**WHAT YOU NEED TO DO**
Please list every "under-" age group named in the article below on rugby league competitions, each once.

There are also the Country Rugby League equivalents, the Laurie Daley and Andrew Johns cups, in the under-16s and under-18s age groups. These, too, have been lost for season 2020. These are important competitions for country kids. These competitions have also been a major part of the resurrection of junior rugby league in country areas. More on this another time, because it’s a terrific story.
Now, not all these kids will go on to be NRL footballers. These teams might be the best level of rugby league they ever get to play in their lives. They are special times for the young players and their families. It’s a season lost and will be a huge disappointment to many people.
It’s an important fact, though, that these competitions have always produced the vast majority of players who go on to play in the NRL.
The first order of business would be to change the age groups going forward, so the kids who have missed out on the opportunity this year get to play at this level of competition next season.
It’s a simple process. We just add one year to the current age restrictions. The junior competitions next year should be under-17s and under-19s, replacing the under-16s and under-18s.
It’s at this point that I would like to suggest we go a little further with the under-20s and make it an under-23s competition, like we used to have many decades ago. Regardless of what is happening this year, I have been advocating this for some time, as an important measure in improving the development pathways programs that eventually produce the vast majority of future NRL players.
It goes without saying that we continue with the open-age NSW Cup competition in its current form. This is the final testing ground for those players with the potential to play in the NRL. It is the premier player development competition in this country. It’s the place where NRL players go to play if they are not required by their NRL club for any particular weekend.
I would also humbly suggest to the NRL that if it has any desire to increase the size of this competition into other markets around the country and overseas, it needs to have its NRL clubs investing heavily in these pathways competitions to help give more kids an opportunity to develop and, ultimately, produce more NRL-standard players.
I’m confident that if they move to an under-23s competition – rather than under-20s – in conjunction with the open-age state cup competitions, over time that will produce an increase in the number of NRL standard players.

**ENTRIES SUPPLIED**
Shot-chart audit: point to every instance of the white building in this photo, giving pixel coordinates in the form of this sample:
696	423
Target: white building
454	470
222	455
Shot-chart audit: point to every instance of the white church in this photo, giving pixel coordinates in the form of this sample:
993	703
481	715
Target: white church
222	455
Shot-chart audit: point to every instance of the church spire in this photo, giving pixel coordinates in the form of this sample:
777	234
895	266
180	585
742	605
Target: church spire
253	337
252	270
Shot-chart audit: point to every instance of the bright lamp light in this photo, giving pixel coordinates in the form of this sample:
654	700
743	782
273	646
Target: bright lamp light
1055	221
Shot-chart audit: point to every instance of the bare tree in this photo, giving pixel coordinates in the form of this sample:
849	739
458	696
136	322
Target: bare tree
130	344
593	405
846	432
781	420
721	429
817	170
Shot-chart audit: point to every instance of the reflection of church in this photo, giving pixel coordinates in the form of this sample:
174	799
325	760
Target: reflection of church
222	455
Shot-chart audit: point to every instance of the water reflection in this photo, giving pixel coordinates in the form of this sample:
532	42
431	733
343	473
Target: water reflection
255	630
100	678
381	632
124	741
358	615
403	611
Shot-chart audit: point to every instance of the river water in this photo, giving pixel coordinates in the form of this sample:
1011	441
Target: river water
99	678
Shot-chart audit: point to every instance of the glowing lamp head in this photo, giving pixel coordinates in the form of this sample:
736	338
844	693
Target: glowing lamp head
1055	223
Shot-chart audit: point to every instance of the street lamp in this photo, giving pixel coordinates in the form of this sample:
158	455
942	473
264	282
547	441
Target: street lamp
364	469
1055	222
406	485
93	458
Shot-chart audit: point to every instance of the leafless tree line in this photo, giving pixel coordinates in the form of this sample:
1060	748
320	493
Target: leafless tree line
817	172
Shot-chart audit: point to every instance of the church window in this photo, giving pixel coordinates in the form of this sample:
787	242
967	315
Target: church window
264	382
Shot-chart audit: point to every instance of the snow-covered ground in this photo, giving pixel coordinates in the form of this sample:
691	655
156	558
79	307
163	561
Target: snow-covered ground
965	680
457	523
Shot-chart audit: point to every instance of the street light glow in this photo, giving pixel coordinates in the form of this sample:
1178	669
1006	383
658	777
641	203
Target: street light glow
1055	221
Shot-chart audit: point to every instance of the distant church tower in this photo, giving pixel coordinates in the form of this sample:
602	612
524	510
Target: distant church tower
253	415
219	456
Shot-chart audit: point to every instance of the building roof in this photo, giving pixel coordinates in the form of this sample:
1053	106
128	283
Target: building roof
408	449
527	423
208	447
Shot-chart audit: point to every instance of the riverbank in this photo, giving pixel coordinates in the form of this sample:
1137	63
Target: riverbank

**WRITTEN SOLUTION**
under-16s, under-18s, under-17s, under-19s, under-20s, under-23s